**Task brief**
Update the data below so that every "photo" reads "image", with nothing else changed. Leave the pictures out of your answer.

--- Start Dataset extract ---

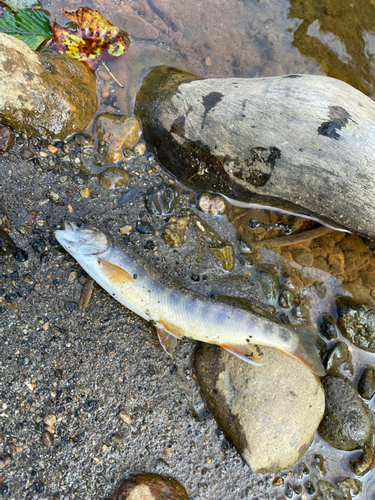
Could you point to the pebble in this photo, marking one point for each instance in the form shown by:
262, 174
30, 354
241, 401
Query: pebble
125, 417
150, 487
366, 384
6, 138
117, 132
144, 227
5, 460
347, 423
117, 439
225, 254
212, 204
140, 149
47, 439
85, 192
113, 178
174, 231
126, 229
53, 149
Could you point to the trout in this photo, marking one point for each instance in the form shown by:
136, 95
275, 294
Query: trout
177, 312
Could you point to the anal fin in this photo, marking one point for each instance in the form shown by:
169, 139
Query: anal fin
247, 352
167, 340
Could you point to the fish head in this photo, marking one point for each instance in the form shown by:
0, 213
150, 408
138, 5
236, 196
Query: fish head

--- End Dataset extract ---

**Complete answer**
Could you point to the pebble in this image, marking one point for each instance in the form shown by:
262, 174
30, 354
241, 401
Query: pebble
125, 417
150, 487
366, 384
6, 138
117, 132
144, 227
5, 460
347, 423
117, 439
225, 254
212, 204
140, 149
47, 439
85, 192
113, 178
174, 231
126, 229
53, 149
Could you point to the trout in this image, marking one point for each instance in the form shown by:
136, 95
275, 294
Query: trout
177, 312
Could you point to the anal fin in this image, marking one point for each instance in the form shown by:
169, 139
Query: anal fin
247, 352
167, 340
Could you point to the fish head in this image, marking one point for each instance in the form shown by:
0, 213
150, 408
138, 5
236, 196
Query: fish head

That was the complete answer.